- [Tarea]
Muestra cada línea de los registros que contenga la cadena «mountain», copiándola completa.

- [Datos de entrada]
━━━━━━

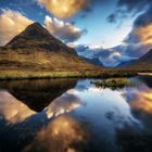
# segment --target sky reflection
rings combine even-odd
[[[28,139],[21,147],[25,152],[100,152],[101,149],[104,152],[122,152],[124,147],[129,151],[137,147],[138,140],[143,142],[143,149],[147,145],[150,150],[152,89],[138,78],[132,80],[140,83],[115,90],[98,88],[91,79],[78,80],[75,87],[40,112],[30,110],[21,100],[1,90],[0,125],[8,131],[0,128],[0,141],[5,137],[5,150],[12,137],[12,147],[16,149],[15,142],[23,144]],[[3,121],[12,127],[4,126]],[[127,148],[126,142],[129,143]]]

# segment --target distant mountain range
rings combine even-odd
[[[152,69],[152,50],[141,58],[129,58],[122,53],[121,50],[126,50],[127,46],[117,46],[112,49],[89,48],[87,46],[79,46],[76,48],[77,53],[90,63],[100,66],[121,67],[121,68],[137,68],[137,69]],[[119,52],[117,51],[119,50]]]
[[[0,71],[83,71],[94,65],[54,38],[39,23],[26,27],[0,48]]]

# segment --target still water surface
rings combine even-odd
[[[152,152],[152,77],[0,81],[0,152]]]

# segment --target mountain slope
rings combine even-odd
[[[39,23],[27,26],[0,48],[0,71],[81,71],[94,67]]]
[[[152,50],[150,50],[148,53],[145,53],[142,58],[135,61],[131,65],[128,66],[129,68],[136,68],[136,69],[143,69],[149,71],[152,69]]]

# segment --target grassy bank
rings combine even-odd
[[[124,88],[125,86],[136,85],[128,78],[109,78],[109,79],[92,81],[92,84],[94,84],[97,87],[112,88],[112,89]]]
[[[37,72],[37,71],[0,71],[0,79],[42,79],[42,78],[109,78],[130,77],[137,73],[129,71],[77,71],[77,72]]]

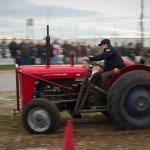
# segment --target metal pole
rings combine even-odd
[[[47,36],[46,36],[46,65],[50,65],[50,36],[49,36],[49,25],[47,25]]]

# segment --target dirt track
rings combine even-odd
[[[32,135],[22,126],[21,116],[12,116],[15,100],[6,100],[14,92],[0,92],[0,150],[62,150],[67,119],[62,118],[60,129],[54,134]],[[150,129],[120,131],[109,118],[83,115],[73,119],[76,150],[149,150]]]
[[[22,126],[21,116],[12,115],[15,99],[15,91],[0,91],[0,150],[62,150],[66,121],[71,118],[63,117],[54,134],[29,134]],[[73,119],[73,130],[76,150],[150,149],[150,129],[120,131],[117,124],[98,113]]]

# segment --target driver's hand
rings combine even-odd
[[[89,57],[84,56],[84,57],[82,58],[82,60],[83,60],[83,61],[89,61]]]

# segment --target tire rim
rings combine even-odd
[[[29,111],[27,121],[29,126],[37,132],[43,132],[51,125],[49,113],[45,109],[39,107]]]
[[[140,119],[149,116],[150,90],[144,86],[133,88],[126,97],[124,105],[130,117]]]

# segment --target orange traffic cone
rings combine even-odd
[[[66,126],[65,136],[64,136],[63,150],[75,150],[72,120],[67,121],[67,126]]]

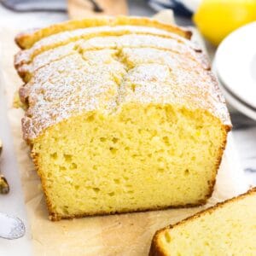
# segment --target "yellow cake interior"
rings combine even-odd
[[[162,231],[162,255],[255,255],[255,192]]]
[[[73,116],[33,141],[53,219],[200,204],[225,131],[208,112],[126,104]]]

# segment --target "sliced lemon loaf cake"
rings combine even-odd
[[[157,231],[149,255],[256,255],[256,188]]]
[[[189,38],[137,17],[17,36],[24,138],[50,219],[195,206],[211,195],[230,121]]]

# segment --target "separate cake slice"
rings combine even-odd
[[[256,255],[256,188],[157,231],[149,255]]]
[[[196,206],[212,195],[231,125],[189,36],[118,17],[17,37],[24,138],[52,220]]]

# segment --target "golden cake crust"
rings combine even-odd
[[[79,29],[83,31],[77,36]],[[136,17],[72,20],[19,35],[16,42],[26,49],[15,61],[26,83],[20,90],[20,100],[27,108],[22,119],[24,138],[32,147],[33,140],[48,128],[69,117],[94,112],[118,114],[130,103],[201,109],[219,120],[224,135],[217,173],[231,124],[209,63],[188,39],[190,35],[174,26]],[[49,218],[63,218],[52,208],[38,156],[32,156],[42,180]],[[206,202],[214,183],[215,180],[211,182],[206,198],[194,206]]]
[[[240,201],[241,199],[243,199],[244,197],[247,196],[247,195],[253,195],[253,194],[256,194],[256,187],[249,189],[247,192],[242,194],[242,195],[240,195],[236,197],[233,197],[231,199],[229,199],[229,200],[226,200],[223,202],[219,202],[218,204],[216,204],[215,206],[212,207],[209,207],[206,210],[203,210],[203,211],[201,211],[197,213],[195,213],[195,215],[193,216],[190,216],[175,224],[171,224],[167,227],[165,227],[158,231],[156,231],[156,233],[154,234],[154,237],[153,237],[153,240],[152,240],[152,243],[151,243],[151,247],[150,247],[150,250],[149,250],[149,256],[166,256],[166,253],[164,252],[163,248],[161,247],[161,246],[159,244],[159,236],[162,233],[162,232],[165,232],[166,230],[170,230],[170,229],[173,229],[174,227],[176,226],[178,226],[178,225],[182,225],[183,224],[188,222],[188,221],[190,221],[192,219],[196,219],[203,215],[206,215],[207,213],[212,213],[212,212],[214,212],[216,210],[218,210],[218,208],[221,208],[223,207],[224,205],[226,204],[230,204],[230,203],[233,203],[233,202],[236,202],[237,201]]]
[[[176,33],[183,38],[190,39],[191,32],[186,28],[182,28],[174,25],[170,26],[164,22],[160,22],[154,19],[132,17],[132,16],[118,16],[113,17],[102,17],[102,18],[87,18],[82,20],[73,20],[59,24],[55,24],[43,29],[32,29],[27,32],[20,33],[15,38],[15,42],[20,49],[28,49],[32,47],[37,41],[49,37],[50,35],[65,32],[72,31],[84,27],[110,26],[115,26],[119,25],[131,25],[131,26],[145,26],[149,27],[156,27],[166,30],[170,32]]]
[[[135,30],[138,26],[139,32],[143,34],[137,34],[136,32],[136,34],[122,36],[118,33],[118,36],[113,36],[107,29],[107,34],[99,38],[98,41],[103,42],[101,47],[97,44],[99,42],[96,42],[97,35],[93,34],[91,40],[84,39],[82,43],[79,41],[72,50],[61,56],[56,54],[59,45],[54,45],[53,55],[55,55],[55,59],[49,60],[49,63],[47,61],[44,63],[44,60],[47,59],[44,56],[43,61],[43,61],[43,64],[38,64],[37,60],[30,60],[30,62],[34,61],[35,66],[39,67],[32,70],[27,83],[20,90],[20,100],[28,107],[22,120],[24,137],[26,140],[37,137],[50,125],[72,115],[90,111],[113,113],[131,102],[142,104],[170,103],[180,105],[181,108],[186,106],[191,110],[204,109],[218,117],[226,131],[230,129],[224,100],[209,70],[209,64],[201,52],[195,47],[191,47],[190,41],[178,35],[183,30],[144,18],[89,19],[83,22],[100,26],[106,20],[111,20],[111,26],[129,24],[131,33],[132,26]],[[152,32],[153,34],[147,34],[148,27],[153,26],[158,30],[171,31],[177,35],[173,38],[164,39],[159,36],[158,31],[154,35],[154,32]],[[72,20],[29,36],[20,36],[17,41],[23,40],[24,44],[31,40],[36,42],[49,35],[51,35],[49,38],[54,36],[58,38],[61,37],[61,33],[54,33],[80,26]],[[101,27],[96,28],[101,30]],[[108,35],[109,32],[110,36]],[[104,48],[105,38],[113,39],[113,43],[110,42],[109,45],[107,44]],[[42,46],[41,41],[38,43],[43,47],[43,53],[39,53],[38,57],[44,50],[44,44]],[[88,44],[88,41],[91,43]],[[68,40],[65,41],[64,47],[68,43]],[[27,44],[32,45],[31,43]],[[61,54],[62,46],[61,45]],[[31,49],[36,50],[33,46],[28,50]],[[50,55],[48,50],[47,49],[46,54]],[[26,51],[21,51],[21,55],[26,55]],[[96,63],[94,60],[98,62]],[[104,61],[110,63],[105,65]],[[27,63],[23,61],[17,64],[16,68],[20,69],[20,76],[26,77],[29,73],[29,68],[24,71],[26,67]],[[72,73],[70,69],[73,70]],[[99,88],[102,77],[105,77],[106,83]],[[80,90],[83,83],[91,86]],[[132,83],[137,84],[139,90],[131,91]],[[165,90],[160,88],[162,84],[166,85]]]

━━━━━━

- [Solución]
# segment --target distant mountain range
# segment --target mountain slope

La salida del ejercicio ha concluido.